_WORK INSTRUCTIONS_:
Repeat the material below word for word, with every line in its original order.

_RECORD LIST_:
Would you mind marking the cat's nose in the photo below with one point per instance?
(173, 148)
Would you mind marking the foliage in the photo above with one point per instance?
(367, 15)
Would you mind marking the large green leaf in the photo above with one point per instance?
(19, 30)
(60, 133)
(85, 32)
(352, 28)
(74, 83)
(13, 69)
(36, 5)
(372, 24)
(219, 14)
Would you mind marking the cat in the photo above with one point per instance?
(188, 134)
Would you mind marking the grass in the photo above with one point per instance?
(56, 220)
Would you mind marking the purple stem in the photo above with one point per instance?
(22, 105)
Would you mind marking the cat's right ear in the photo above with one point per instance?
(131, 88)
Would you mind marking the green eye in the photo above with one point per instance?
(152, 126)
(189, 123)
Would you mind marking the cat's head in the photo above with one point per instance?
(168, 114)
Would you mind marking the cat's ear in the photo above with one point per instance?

_EXERCISE SOLUTION_:
Would you mind marking the cat's nose in the photo below with one point per instance?
(173, 148)
Would you mind marking the foliage in the photo above with one point per instance?
(367, 15)
Would you mind marking the large green leaf in the photo above with one point per instance?
(19, 30)
(60, 133)
(85, 32)
(352, 28)
(74, 83)
(13, 69)
(36, 5)
(372, 24)
(219, 14)
Would you mind marking the cat in the photo above with one point per instance?
(188, 134)
Would you mind marking the grass in the photo above with one point per instance?
(56, 220)
Would you mind marking the purple stem in the photo above with one point per instance?
(22, 105)
Would you mind marking the cat's right ear in the photo above with one point per instance?
(131, 88)
Would you mind marking the green eye in the photo above with one point per instance?
(152, 126)
(189, 123)
Would you mind marking the cat's head in the photo above with one point per instance?
(168, 114)
Would you mind marking the cat's ear in the photo above with one point per instance?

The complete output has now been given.